Task details: What lines of the material hold the string "below"? Pull each of them out.

The records:
┌──
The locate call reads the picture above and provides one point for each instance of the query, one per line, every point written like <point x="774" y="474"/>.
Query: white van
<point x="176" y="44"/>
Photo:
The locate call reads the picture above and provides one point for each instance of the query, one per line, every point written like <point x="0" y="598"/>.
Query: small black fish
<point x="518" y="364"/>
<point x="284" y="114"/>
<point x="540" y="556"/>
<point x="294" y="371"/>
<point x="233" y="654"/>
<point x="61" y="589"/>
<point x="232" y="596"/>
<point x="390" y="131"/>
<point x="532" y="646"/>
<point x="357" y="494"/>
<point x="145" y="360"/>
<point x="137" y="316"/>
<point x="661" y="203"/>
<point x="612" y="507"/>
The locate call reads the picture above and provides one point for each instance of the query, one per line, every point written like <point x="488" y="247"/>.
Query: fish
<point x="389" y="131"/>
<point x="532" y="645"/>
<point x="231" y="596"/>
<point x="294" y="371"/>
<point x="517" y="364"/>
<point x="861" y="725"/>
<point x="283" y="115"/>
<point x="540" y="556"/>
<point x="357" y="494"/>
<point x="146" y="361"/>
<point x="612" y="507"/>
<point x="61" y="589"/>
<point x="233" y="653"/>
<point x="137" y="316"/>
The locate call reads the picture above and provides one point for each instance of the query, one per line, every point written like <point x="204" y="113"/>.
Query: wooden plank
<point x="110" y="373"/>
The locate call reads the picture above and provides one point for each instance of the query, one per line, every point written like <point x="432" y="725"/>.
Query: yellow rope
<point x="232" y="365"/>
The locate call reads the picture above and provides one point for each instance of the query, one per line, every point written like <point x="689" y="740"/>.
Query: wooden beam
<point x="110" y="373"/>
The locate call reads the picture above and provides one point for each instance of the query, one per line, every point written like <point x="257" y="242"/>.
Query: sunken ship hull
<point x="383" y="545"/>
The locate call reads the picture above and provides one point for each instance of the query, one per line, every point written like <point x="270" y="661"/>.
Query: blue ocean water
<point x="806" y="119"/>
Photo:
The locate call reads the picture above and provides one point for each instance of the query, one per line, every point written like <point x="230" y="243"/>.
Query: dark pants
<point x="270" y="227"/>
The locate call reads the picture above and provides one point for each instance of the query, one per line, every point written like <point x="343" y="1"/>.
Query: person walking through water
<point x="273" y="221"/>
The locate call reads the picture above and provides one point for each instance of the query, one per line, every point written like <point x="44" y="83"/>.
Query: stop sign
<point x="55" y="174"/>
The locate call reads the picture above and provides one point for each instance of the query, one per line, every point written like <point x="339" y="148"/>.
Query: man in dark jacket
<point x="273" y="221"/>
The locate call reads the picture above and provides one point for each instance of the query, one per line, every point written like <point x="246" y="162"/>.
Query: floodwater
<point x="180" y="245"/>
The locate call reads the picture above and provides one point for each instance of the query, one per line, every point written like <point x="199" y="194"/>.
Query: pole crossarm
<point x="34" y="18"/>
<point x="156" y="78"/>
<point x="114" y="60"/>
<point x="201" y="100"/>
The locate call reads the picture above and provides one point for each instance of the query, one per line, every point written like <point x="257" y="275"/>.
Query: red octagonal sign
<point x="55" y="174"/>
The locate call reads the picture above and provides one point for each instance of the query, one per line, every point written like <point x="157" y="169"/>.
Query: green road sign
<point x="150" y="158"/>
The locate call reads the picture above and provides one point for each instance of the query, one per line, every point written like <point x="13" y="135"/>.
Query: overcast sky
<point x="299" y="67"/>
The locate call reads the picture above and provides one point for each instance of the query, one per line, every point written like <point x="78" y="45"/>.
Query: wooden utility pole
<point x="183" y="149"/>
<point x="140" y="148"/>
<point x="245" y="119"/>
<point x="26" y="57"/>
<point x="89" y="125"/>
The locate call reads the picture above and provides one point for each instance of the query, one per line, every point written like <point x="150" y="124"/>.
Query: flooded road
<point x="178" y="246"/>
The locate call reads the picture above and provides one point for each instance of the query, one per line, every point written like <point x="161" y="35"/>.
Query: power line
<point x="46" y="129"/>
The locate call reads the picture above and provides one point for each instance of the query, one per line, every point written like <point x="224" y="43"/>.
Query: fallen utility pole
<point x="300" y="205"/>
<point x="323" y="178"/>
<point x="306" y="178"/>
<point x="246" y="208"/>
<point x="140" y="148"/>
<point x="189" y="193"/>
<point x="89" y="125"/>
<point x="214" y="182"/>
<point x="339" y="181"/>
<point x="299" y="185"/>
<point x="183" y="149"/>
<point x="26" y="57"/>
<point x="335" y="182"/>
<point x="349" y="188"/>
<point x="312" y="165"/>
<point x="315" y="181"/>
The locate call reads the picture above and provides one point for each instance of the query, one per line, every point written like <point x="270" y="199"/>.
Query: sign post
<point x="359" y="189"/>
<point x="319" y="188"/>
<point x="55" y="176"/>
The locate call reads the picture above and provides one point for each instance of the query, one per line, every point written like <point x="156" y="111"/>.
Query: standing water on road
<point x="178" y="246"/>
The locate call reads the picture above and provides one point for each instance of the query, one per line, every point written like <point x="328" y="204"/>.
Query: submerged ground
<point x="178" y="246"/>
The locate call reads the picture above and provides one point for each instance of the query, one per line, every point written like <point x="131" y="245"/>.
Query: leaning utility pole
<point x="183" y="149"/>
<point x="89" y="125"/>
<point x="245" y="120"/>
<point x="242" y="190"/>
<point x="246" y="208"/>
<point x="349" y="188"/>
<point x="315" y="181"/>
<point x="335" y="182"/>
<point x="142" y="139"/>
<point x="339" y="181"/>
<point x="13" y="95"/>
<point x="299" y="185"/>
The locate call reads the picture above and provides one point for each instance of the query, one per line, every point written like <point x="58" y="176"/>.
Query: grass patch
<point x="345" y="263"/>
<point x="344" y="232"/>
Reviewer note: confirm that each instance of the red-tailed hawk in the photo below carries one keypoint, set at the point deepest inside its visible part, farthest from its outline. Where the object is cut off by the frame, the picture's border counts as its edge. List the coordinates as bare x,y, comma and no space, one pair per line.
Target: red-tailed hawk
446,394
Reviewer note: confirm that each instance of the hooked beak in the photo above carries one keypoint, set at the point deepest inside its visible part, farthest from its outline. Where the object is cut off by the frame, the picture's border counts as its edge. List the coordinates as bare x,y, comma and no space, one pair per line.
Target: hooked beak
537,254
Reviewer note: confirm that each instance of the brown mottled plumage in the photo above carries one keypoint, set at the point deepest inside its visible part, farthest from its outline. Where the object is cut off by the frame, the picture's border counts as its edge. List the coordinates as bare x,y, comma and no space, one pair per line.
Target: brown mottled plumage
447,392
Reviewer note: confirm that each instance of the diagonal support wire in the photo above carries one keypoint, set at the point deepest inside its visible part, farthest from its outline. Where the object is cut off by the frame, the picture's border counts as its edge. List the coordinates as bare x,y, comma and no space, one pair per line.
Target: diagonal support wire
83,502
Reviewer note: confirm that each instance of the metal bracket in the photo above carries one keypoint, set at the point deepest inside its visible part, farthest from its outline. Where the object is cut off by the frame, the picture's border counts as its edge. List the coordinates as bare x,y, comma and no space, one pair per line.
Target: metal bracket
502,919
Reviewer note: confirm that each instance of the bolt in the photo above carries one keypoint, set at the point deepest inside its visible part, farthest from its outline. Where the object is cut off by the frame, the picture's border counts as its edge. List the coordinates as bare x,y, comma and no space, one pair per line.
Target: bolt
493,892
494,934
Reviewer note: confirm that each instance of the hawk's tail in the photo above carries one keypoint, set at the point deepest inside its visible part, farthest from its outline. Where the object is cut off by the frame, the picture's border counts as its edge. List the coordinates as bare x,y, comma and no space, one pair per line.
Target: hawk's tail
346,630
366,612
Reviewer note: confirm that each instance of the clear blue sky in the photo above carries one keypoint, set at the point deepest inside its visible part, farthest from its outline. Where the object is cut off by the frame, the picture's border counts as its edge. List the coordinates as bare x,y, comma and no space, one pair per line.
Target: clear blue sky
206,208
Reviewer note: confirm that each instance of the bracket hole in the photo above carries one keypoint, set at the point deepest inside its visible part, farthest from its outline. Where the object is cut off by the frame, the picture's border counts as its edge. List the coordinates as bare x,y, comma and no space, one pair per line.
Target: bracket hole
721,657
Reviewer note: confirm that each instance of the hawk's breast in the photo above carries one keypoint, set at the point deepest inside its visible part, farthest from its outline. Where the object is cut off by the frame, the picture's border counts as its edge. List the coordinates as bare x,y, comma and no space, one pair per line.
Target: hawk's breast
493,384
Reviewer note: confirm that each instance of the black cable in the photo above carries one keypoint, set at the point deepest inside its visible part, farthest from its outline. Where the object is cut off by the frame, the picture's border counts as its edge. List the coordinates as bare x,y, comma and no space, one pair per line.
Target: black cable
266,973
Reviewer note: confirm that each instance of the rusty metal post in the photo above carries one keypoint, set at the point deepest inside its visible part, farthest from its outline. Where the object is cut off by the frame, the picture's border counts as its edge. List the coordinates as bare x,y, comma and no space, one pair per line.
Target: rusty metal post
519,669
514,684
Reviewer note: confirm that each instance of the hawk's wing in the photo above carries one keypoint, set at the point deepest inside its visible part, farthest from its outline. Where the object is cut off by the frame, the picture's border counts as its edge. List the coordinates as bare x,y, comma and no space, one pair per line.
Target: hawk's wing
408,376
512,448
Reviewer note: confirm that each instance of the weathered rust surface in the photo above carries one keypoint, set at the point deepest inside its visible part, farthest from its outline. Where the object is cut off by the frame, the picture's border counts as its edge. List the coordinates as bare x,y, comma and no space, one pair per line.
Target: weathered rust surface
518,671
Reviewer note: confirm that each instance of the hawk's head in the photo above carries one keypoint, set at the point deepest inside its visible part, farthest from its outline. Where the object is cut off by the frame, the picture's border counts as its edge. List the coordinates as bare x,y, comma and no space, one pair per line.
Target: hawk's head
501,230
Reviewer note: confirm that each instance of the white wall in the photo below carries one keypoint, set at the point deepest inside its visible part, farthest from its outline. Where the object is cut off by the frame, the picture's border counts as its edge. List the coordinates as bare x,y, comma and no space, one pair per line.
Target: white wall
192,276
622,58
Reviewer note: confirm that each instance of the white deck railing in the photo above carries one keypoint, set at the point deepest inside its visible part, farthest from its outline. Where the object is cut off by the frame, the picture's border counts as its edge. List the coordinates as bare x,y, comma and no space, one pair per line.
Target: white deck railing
└──
Finished exercise:
Reviewer note: confirm that each instance of the red-tailed hawk in the photo below carries one keypoint, set at the point deepest inside its visible part, farthest from its outline. Where the object is cut off by the frame, the picture's border counts as its edge. List the coordinates as bare x,y, comma and no space, one pair per line.
Reviewer note: confirm that each instance of the white wall in the photo below carries one keypoint, set at the point deepest inside its visible part, farthest from its outline. Where the object is cut off by the frame, the picture's border counts as its edge. List the coordinates as bare x,y, comma and no space, one pair per line.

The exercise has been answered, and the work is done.